DIRECTIVE :: Only the lines from the one containing "Objective: one point per instance of the horizontal" through the final line of the material below should be output, exactly as they stand.

BEGIN DATA RECORDS

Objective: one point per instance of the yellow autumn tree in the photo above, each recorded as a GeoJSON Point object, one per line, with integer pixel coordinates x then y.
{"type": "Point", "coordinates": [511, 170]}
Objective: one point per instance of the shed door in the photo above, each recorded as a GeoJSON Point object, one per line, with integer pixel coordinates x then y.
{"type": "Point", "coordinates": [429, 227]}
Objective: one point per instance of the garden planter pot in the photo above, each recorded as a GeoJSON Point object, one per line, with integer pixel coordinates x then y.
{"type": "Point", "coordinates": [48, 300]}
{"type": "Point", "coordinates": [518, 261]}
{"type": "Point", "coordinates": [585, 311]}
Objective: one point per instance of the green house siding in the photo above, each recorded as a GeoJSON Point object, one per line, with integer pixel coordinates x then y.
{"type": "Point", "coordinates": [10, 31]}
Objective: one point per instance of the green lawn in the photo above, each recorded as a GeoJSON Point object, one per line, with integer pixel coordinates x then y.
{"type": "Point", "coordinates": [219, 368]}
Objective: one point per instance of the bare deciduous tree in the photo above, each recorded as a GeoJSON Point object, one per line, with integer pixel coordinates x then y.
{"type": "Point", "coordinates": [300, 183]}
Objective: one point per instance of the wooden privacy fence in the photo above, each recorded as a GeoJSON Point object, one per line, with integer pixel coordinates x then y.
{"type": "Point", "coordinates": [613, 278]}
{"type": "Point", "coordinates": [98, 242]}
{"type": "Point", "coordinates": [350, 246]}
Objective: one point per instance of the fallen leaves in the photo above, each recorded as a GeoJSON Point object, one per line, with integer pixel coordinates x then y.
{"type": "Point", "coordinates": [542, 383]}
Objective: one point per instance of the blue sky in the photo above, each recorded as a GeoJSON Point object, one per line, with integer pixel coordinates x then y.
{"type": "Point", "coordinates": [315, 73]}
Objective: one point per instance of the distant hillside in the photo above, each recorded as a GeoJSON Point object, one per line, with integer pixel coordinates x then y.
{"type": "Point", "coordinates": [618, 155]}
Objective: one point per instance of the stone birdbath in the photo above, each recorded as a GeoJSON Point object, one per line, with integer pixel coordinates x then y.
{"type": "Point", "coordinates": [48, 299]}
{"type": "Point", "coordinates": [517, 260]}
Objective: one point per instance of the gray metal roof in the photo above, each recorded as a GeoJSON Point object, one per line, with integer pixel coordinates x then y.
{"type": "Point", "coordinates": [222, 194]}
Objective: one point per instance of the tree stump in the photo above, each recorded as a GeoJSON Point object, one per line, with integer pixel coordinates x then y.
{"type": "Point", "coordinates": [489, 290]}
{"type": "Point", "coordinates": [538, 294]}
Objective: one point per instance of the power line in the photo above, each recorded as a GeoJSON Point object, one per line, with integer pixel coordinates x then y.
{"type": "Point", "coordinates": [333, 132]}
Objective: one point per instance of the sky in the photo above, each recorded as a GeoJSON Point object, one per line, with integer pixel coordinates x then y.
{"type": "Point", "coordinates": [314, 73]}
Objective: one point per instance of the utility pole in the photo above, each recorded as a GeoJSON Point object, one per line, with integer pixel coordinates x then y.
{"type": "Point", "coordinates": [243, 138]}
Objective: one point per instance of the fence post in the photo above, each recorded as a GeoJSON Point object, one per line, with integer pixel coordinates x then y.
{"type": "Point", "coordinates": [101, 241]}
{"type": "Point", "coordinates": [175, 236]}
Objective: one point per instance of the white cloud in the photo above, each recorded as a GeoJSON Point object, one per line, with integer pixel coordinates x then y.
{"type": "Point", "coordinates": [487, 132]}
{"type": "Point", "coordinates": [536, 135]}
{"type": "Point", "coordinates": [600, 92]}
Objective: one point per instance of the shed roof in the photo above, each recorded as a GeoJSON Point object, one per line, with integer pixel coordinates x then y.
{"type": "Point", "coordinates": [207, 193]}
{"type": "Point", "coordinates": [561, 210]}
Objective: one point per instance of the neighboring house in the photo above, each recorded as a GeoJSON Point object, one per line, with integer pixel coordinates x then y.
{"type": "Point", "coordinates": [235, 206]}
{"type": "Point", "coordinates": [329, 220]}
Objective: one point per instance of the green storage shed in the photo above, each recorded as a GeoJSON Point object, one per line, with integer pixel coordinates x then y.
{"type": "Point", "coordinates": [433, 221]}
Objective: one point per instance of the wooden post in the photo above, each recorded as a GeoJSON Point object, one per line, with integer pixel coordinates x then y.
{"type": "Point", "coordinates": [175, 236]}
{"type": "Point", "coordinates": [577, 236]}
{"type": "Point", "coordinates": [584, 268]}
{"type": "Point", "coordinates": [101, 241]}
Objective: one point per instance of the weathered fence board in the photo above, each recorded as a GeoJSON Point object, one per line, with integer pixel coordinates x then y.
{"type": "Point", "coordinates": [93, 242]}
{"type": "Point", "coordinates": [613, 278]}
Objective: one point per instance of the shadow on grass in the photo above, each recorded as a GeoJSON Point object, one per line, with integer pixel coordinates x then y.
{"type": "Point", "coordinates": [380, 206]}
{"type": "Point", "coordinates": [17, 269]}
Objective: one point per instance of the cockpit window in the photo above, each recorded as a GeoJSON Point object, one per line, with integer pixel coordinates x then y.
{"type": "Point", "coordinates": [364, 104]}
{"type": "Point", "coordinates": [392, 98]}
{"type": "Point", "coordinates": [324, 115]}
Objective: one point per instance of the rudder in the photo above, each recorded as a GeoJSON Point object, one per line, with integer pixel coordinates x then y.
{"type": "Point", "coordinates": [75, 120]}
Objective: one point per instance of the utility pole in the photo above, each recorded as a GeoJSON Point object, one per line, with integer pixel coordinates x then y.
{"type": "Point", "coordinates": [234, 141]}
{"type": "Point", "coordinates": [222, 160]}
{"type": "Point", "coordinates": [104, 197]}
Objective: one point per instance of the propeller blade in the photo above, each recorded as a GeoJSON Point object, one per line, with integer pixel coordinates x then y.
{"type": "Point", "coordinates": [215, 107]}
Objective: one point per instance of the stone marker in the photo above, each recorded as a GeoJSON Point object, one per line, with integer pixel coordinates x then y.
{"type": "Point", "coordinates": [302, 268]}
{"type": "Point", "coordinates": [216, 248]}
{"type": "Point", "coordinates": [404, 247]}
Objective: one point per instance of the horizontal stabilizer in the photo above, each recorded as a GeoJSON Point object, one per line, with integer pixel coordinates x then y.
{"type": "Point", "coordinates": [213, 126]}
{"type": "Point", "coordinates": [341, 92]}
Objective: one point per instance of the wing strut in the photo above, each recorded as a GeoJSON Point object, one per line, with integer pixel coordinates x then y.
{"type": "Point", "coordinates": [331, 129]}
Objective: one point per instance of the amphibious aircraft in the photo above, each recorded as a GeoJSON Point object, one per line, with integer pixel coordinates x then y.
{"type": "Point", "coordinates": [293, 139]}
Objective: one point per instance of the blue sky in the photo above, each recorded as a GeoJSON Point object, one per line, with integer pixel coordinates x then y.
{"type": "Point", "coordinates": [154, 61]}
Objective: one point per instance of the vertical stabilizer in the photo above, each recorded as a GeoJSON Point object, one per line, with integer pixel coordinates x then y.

END DATA RECORDS

OUTPUT FOR THIS TASK ::
Objective: one point per instance of the horizontal stabilizer in the photo above, each recorded as a GeoJSON Point object, one per line, with integer pixel coordinates x then y.
{"type": "Point", "coordinates": [213, 126]}
{"type": "Point", "coordinates": [341, 92]}
Objective: one point per instance of the wing strut in the photo above, each recorded as a GeoJSON Point object, one per line, with integer pixel coordinates x then y.
{"type": "Point", "coordinates": [331, 129]}
Objective: one point per instance of the amphibious aircraft in the photo above, each recorded as a GeoJSON Point object, one per line, with integer pixel coordinates x then y.
{"type": "Point", "coordinates": [293, 139]}
Objective: one point per instance of the blue sky in the photo above, each recorded as a GeoJSON Point object, one per line, with integer pixel coordinates x then y.
{"type": "Point", "coordinates": [154, 61]}
Objective: one point per instance of the vertical stabilizer in the photo above, each recorded as a GeoJSON Point object, one per line, with integer pixel coordinates x then y.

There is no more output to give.